▶ **List of tasks**:
(A) In the mailing list post, how many nodes in the writer's cluster serve as lock managers?
(B) Rewrite the mailing list post from "to a node serving" to "Subject: [Linux-cluster] Question :)", changing "rsync" to "copy".

▶ **Excerpt**:
----------------
RE: [Linux-cluster] Question :)

Jerry, is this problem with the "current" supported version of GFS? If so, what
version are you running? I am having a similar problem with a 5 node cluster
with 3 nodes serving as lock managers. If I rsync large ammounts of data (0.5TB)
to a node serving as a lock manager and mounting the FS, things croak pretty quick.
If I rsync to a node that is NOT a lock manager, it takes longer but eventually locks
up their as well. Although at times, it will come back.
when we do out rsync, the gfs_scand and lock_gulmd go crazy. In the instance where
the fs comes back, they continue to have high cpu utilization.
I don't think this is "a fact of life" that anyone needs to live with by the way, there has
to be a reason for this. I can't believe for a minute that you and I are the only ones
experienceing this.

From: linux-cluster-bounces redhat com [mailto:linux-cluster-bounces redhat com] On Behalf Of Gerald G. Gilyeat
Sent: Tuesday, May 31, 2005 2:06 PM
To: linux-cluster redhat com
Subject: [Linux-cluster] Question :)
----------------
▶ **Source excerpt**:
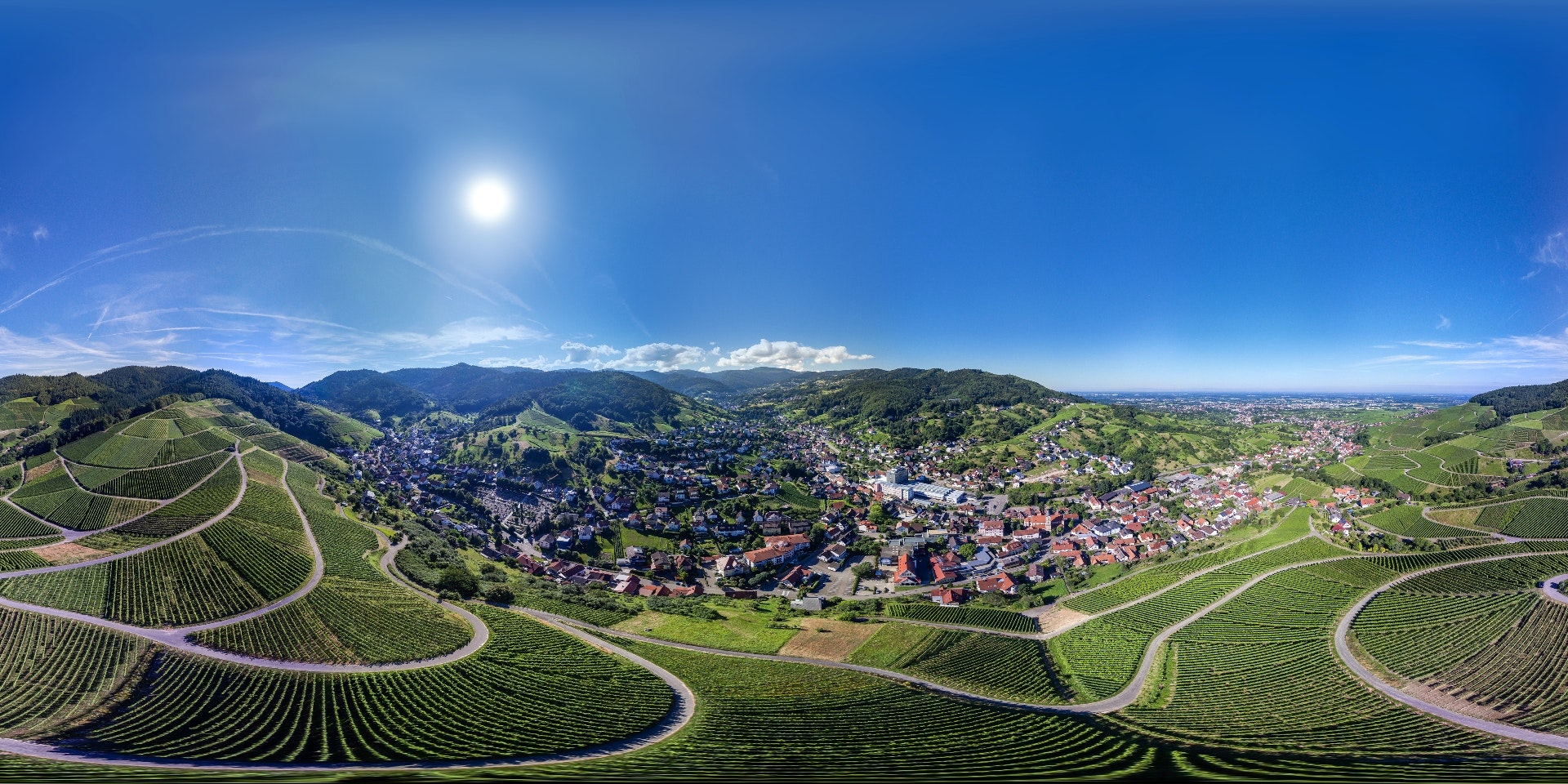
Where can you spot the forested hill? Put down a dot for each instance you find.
----------------
▶ **The solutions**:
(A) Three of the five nodes serve as lock managers.

(B)
to a node serving as a lock manager and mounting the FS, things croak pretty quick.
If I copy to a node that is NOT a lock manager, it takes longer but eventually locks
up their as well. Although at times, it will come back.
when we do out copy, the gfs_scand and lock_gulmd go crazy. In the instance where
the fs comes back, they continue to have high cpu utilization.
I don't think this is "a fact of life" that anyone needs to live with by the way, there has
to be a reason for this. I can't believe for a minute that you and I are the only ones
experienceing this.

From: linux-cluster-bounces redhat com [mailto:linux-cluster-bounces redhat com] On Behalf Of Gerald G. Gilyeat
Sent: Tuesday, May 31, 2005 2:06 PM
To: linux-cluster redhat com
Subject: [Linux-cluster] Question :)